**EXCERPT:**
[Start]

Program notes by Robert Markow, 2013.

Program Notes: Milos Karadaglic

 

Program Notes: Miloš Karadaglić

Bach: Suite in C minor, BWV 997, for lute

In most catalogues of the complete works of Johann Sebastian Bach (1685-1750), one learns that the composer wrote four suites for the lute, all dating from widely separated time periods, plus miscellaneous other pieces. However, recent scholarship has determined that in fact Bach did not actually write any music for the solo lute. Clive Titmuss, writing in Classical Guitar Canada last year, states that “the apocryphal lute works lie well within the confines of Bach’s established keyboard style,” and that they were probably written for various keyboard instruments, including something called the lute-harpsichord. (The G-minor Suite is an arrangement of the Fifth Suite for Solo Cello by way of a keyboard version.) Titmuss suggests that an unnamed German musicologist probably initiated the misconception sometime after Bach’s death, no qualified lute player challenged him, and the notion stuck. According to Titmuss, the so-called Lute Suites “are not technically possible on the lute without fundamental changes to the text,” a viewpoint essentially upheld by one of the outstanding lutenists of our time, Hopkinson Smith, in the introduction to his published edition of the suites.

None of this should detract in the least from our enjoyment of the music as played on guitar, in which form it is commonly heard today. The Suite BWV 997, composed in the late 1730s, comprises only two of the four dance movements that normally made up the core of a Bach suite (the stately Sarabande and the lively concluding Gigue; absent are the Allemande and Courante). The opening Preludio is also a familiar feature, but the following Fuga is most unusual to be found in a suite. The concluding Double is an elaborately ornamented variation of the preceding Gigue.

Villa-Lobos: Four pieces for guitar

Heitor Villa-Lobos (1887-1959) was Brazil’s first composer of international stature and, along with Argentina’s Alberto Ginastera, one of the two greatest purely classical figures to emerge from South America. His life was also one of the most fascinating, exotic and colorful of any composer. Remarkable, scarcely credible tales abound, such as how he introduced the gramophone to isolated jungle tribes and how he barely escaped being cooked for dinner by cannibals. Among Villa-Lobos’ many accomplishments, he was an accomplished guitarist and was one of the first composers outside of Spain to write a substantial body of music for the guitar. This includes the twelve Estudios (Etudes), six Prelúdios (the sixth is lost) and the Suite populaire brésilienne (the French title reflects the composer’s seven-year sojourn in Paris), from which we hear the third movement, Valsa-choro.

[End]

**PROBLEM REQUIREMENTS:** Write down the passage of the program notes between "None of this" and "the preceding Gigue.", inclusive. The items below aren't needed to work with this text.

**STORED RECORDS:**
[Start]

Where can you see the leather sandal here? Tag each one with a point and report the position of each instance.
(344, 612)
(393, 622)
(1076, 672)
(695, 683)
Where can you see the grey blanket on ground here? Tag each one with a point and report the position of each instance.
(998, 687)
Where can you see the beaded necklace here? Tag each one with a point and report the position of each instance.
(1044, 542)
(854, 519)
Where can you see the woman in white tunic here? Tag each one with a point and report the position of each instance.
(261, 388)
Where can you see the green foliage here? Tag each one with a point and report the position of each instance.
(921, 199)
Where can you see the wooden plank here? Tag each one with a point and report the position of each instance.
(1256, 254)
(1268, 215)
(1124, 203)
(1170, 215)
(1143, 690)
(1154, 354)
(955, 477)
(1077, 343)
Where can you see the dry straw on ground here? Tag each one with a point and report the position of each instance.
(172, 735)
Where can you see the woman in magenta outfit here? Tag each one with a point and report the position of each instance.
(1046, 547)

[End]

**SOLUTION TO THE EXERCISE:**
None of this should detract in the least from our enjoyment of the music as played on guitar, in which form it is commonly heard today. The Suite BWV 997, composed in the late 1730s, comprises only two of the four dance movements that normally made up the core of a Bach suite (the stately Sarabande and the lively concluding Gigue; absent are the Allemande and Courante). The opening Preludio is also a familiar feature, but the following Fuga is most unusual to be found in a suite. The concluding Double is an elaborately ornamented variation of the preceding Gigue.